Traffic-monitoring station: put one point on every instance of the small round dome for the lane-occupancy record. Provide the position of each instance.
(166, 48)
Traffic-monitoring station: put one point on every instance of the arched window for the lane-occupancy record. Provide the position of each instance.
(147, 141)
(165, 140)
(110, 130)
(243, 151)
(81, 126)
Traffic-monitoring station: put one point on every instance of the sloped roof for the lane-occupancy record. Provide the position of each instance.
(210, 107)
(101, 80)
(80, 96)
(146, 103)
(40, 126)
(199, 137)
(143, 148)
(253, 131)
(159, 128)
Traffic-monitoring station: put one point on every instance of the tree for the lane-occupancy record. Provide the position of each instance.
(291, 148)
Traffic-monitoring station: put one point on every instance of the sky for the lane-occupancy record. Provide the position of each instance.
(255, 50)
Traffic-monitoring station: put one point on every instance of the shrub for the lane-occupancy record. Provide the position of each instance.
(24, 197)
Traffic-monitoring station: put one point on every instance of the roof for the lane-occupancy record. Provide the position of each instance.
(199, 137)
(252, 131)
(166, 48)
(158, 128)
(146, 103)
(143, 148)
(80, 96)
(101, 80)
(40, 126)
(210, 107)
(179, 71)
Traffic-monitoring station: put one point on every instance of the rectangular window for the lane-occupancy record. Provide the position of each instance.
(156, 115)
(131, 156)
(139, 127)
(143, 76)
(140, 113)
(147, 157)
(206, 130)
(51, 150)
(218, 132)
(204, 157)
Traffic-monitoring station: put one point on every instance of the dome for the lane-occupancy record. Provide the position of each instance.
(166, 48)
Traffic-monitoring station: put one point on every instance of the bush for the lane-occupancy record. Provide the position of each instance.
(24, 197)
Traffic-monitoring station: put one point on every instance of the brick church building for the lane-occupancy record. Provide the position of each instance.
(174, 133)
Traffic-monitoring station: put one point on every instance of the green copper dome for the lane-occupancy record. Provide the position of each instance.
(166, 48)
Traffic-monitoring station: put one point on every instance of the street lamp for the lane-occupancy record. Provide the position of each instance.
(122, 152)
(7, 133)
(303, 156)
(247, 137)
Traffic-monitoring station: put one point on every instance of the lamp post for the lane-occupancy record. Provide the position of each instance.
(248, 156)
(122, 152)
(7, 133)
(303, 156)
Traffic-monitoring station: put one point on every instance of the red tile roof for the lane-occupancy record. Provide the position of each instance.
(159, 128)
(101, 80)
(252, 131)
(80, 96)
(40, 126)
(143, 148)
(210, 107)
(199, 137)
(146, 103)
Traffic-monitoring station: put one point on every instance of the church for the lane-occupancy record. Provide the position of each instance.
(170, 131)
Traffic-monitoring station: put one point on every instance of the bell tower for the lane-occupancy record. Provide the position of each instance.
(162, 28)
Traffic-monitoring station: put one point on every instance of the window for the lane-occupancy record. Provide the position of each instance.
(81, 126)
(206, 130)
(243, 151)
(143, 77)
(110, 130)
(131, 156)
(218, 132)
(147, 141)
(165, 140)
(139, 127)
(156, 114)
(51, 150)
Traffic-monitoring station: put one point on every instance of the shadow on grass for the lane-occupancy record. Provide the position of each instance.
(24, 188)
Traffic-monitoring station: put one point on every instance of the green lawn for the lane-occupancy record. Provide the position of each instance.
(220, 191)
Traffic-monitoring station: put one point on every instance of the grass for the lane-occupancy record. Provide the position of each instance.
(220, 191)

******************************

Set out the complete listing exactly as shown.

*THE ANSWER*:
Traffic-monitoring station: put one point on every instance of the small round dome for the lane-occupancy record. Provide the position of each instance.
(166, 48)
Traffic-monitoring station: put one point on every instance of the arched window for the lane-occupancy record. Provide the position of each instance.
(147, 141)
(165, 140)
(110, 130)
(243, 151)
(81, 126)
Traffic-monitoring station: put one point on every instance of the sloped roof for the lane-occupancy record. Provide the position of each instance.
(210, 107)
(101, 80)
(80, 96)
(146, 103)
(40, 126)
(199, 137)
(143, 148)
(253, 131)
(159, 128)
Traffic-monitoring station: put one point on every instance of the tree for the lane-occupancy record. Provide the position of each instance.
(291, 148)
Traffic-monitoring station: put one point on every instance of the sky for the lane-occupancy record. Provide the position of each instance.
(255, 50)
Traffic-monitoring station: put one point on every instance of the shrub for the lane-occupancy record. Provide the position of each instance.
(24, 197)
Traffic-monitoring station: put one point on every instance of the roof for the lane-occupancy record. Provide the position of each instance.
(199, 137)
(252, 131)
(166, 48)
(158, 128)
(146, 103)
(143, 148)
(80, 96)
(101, 80)
(40, 126)
(210, 107)
(179, 71)
Traffic-monitoring station: put one point on every instance of the rectangular window for the lane-occupancy record. Provide the position of each instance.
(156, 115)
(131, 156)
(139, 127)
(143, 76)
(140, 113)
(147, 157)
(206, 130)
(51, 150)
(218, 132)
(204, 157)
Traffic-monitoring station: put one point on every instance of the dome for the lane-occupancy record. Provide the position of each instance.
(166, 48)
Traffic-monitoring station: put one point on every instance of the bush for the lane-occupancy record. Provide the position of each instance.
(24, 197)
Traffic-monitoring station: put one point on every instance of the brick church building for the lane-occupancy record. Provide the position of each instance.
(174, 133)
Traffic-monitoring station: put one point on every instance of the green copper dome for the lane-occupancy record. Provide the position of each instance.
(166, 48)
Traffic-monitoring station: put one point on every instance of the street lamp for the lane-occupancy record. Provide the position of each instance.
(122, 152)
(7, 133)
(303, 156)
(247, 137)
Traffic-monitoring station: put one point on every instance of the lamp post for the lane-occupancy record. Provide the position of each instance.
(248, 156)
(122, 152)
(7, 133)
(303, 156)
Traffic-monitoring station: put one point on every instance of the red tile roof for the lane-occupancy record. Provide the position of each instance.
(159, 128)
(101, 80)
(252, 131)
(80, 96)
(40, 126)
(143, 148)
(210, 107)
(199, 137)
(146, 103)
Traffic-monitoring station: put one point on every instance of the church for the lane-occupancy record. Provide the position of each instance.
(170, 131)
Traffic-monitoring station: put one point on every instance of the bell tower for the lane-occupancy record. Provide the position of each instance.
(162, 28)
Traffic-monitoring station: put one point on every instance of the window for the lane-occupancy record. Provide the position of each instance.
(81, 126)
(206, 130)
(243, 151)
(143, 77)
(110, 130)
(131, 156)
(218, 132)
(147, 141)
(165, 140)
(139, 127)
(156, 114)
(51, 150)
Traffic-monitoring station: put one point on every instance of the shadow on grass for the lane-occupancy record. Provide the position of each instance.
(24, 188)
Traffic-monitoring station: put one point on every instance of the green lawn for the lane-occupancy record. Provide the position of each instance.
(220, 191)
Traffic-monitoring station: put one point on every instance of the grass for the lane-occupancy record. Provide the position of each instance.
(220, 191)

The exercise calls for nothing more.